• _Selection_
1512. Number of Good Pairs
(LeetCode easy question)
Given an array of integers nums, return the number of good pairs.
A pair (i, j) is called good if nums[i] == nums[j] and i < j.
Example 1:
Input: nums = [1,2,3,1,1,3]
Output: 4
Explanation: There are 4 good pairs (0,3), (0,4), (3,4), (2,5) 0-indexed.Example 2:
Input: nums = [1,1,1,1]
Output: 6
Explanation: Each pair in the array are good.Example 3:
Input: nums = [1,2,3]
Output: 0Constraints:
1 <= nums.length <= 1001 <= nums[i] <= 100
Let us first understand the question, what it means. Let us take the first example nums = [1,2,3,1,1,3].
Now the question says if nums[i]==nums[j] and i<j then count the number of pairs satisfying the given criteria. So let us find out how many such pairs exist,
nums[0] == nums[3] and 0 < 3 , count = 1
nums[0] ==nums[4] and 0 < 4 , count = 2
nums[3] ==nums[4] and 3 < 4 , count = 3
nums[2] == nums[5] and 2 < 5 , count = 4
So the total count here is 4 and so is the desired answer.
So the first basic approach that comes to my mind is the brute force approach. Let us discuss it below.
Brute-Force approach
Here I will use two loops, one inside the other, and will check if the array elements satisfy the given condition. Seems easy right? Let us code it.
class Solution {
public:
int numIdenticalPairs(vector<int>& nums) {
int count = 0;
for(int i=0;i<nums.size()-1;i++)
{
for(int j=i+1;j<nums.size();j++)
{
if(i<j && nums[i]==nums[j])
count++;
}
}
return count;
}
};I have used a count variable to keep track of the total number of such pairs. Can you say anything about the time & space complexity?
Well since I am using two loops one inside the other, for the first element there will be (n-1) comparisons , for the second (n-2), and so on...

• _Exercise goal_
Pick up the Good Pairs walkthrough after its last sentence and carry it on.

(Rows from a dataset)
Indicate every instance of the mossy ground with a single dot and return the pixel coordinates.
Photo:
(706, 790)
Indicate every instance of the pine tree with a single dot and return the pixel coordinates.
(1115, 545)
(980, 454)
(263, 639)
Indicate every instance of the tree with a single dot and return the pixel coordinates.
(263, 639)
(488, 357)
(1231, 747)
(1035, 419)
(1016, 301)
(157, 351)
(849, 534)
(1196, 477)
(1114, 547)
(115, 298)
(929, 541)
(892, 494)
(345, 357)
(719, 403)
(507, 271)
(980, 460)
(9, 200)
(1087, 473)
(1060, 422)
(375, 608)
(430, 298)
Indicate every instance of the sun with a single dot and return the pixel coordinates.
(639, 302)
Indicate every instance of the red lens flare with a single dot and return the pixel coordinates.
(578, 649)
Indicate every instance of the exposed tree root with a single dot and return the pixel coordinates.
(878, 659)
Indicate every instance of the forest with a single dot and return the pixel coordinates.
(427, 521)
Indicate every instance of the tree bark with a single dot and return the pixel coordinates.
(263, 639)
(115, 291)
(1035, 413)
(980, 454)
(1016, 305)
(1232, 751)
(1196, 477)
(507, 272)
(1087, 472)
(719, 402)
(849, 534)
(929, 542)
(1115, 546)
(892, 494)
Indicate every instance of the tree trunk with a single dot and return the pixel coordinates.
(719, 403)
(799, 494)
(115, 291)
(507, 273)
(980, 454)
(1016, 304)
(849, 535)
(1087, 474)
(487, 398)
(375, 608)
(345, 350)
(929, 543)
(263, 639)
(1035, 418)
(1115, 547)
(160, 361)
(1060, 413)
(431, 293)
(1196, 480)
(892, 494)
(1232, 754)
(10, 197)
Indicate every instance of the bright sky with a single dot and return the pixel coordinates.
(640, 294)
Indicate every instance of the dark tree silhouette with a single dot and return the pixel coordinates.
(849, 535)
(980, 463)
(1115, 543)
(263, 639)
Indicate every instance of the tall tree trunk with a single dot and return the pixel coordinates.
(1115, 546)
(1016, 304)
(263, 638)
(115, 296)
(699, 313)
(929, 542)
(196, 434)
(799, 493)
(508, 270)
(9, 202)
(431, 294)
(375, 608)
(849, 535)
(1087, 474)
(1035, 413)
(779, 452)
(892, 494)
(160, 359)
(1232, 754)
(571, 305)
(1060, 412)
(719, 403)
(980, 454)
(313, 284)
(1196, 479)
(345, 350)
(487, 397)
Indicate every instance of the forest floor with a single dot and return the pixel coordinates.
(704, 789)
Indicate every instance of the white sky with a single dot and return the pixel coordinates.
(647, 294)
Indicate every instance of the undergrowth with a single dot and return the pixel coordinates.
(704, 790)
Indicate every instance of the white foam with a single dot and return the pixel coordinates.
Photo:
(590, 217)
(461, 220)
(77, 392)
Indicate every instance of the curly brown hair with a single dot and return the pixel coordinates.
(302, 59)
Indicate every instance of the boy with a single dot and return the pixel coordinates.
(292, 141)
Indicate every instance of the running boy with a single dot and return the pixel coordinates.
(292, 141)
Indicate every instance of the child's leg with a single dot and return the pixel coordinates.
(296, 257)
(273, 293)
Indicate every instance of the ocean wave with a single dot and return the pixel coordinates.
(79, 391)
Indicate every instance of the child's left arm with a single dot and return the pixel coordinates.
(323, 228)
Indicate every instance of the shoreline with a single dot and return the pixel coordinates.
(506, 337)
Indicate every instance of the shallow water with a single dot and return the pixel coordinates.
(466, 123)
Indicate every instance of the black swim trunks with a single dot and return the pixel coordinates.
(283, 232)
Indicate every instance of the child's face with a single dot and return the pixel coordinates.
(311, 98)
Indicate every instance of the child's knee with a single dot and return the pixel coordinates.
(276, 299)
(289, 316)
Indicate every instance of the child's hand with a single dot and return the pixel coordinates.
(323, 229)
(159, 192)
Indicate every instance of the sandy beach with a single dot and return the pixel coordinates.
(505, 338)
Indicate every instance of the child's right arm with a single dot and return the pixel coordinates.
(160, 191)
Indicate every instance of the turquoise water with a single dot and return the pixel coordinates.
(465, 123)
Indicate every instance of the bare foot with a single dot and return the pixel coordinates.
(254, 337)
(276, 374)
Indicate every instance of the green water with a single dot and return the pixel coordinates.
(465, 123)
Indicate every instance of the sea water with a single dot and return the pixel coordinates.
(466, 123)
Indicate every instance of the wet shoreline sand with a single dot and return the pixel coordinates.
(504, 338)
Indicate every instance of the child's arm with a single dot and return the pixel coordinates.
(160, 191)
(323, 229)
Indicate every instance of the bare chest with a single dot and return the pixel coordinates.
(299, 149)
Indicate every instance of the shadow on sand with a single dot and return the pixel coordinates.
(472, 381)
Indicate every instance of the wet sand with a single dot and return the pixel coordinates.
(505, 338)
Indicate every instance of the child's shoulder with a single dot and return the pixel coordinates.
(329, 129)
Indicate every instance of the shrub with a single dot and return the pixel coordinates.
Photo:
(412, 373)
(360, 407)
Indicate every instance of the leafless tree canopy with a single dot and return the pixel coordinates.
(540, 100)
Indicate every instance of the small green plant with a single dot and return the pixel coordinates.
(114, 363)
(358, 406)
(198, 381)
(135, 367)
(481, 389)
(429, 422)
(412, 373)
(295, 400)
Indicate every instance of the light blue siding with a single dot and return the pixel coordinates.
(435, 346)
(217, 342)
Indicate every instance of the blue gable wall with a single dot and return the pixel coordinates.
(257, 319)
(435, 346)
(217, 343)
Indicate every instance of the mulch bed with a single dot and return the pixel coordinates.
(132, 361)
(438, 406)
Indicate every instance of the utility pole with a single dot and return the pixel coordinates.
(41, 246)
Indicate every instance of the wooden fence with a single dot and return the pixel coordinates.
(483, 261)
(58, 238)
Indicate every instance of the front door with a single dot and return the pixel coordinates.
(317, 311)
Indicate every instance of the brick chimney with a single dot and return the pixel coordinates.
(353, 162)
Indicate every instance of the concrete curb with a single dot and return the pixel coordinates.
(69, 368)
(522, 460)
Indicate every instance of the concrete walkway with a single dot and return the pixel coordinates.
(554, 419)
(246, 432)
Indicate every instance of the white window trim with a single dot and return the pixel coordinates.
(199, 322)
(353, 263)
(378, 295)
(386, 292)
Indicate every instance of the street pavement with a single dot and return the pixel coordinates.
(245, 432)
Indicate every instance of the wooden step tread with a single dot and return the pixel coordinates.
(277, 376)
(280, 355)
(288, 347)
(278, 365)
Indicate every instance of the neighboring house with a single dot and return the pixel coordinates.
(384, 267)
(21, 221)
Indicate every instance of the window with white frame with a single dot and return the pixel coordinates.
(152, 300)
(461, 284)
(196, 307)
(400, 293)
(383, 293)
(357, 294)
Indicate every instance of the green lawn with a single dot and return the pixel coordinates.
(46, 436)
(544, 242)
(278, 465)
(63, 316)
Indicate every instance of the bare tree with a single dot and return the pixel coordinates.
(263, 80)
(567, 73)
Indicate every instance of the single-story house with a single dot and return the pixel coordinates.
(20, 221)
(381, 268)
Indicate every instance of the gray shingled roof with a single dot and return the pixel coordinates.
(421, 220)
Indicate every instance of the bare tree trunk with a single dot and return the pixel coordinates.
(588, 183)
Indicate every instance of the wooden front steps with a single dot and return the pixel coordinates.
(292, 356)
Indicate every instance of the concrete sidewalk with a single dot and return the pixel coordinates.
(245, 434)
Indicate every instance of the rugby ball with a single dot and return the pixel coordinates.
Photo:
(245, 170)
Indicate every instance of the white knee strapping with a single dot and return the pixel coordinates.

• _Task output_
You will get time complexity as O(n*n) and space complexity is O(1) because I am not using any extra space.
Let us now move to an optimized approach. I think we can optimize the time complexity here to a single traversal.
Optimized Approach
If 3 elements are the same, how many pairs satisfying the above criteria would exist? Do you remember the maths classes? It would be 3C2 = 3!/2!*1! .
So what if we get the count for all the elements separately and then perform this function on each of them and simultaneously keep adding the values.
Let us try this approach out.
Eg : [1,2,3,1,13]
count of 1’s = 3
count of 2’s = 1(no pair will exist for this because 1C2 is not possible)
count of 3’s = 2
So now total possible pairs ,
1’s = 3!/2!*1! = 3
3’s = 2!/2!*0! = 1
so total pairs = 3 + 1 = 4 pairs exist which is the required answer.
So now let us code it.
I am using a hash map to store the frequency of each of the elements in the array. For all the frequencies that I have stored, I iterate over and apply the formula to calculate the pairs and keep adding them till I reach the end.
So what do you think is the time complexity? Since I am traversing the array twice it will be O(2*n) which means that I am using two passes. It will approximate O(n) and Space complexity is O(n) because I am using a hash map to store the frequencies.
class Solution {
public:
int numIdenticalPairs(vector<int>& nums) {
int count = 0;
unordered_map<int,int>ans;
for(int i=0;i<nums.size();i++)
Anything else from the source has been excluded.